Exercise goal: Starting at the line that holds "Please locate the gray" and stopping at the line that holds "Please locate the eyeglasses", restate the records below word for word, with both of those lines included.

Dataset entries
*** Block opens ***

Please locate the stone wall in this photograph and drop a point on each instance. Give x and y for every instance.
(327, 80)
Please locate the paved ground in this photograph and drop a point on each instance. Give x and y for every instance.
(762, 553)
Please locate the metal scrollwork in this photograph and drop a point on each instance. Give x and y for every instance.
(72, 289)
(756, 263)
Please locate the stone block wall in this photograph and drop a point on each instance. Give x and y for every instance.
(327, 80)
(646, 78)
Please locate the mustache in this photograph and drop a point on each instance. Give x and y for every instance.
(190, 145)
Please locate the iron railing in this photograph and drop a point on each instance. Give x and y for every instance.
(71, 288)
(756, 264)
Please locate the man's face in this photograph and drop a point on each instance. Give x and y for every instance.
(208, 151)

*** Block closes ***
*** Block opens ***

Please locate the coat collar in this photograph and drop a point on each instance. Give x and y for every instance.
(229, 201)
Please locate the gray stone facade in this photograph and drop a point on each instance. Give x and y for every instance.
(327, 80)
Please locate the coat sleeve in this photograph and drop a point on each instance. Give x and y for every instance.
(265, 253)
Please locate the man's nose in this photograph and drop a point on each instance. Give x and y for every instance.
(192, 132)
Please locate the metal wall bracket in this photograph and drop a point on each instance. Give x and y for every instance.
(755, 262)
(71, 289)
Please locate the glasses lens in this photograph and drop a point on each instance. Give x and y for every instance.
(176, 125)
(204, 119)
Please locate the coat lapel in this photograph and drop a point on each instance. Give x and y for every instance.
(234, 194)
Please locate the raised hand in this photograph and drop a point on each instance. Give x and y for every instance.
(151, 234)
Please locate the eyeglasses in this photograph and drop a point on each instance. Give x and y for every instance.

*** Block closes ***

Output below:
Please locate the gray stone facade in this photograph and drop a point on each instance. Give x and y for every instance.
(327, 80)
Please locate the coat sleeve in this photograph and drop a point on each instance. Give x and y for every instance.
(265, 253)
Please locate the man's nose in this photograph and drop a point on each instance. Give x and y for every instance.
(192, 132)
Please locate the metal wall bracket in this photograph and drop a point on each instance. Give x and y for every instance.
(755, 262)
(71, 289)
Please locate the glasses lens in this photograph and drop a point on each instance. Give x and y for every instance.
(176, 125)
(204, 119)
Please locate the coat lapel in this photograph and drop a point on each instance. Give x and y for every instance.
(234, 194)
Please locate the raised hand in this photograph and drop a point on each instance. Give x and y for every instance.
(151, 234)
Please locate the eyeglasses in this photograph and drop a point on each instance. Give x and y for every instance.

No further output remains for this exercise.